Repeat the entries shown below with every word and mark intact.
___ Data for processing ___
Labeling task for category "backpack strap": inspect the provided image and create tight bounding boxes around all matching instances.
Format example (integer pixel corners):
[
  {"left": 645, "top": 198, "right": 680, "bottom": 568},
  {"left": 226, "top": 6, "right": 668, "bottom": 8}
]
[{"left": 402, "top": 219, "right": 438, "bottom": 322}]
___
§ **Result of this task**:
Labeling task for category "backpack strap": inspect the provided image and create tight bounding boxes around all matching instances.
Format example (integer pixel corners):
[
  {"left": 645, "top": 198, "right": 680, "bottom": 568},
  {"left": 226, "top": 6, "right": 668, "bottom": 8}
]
[{"left": 402, "top": 219, "right": 438, "bottom": 322}]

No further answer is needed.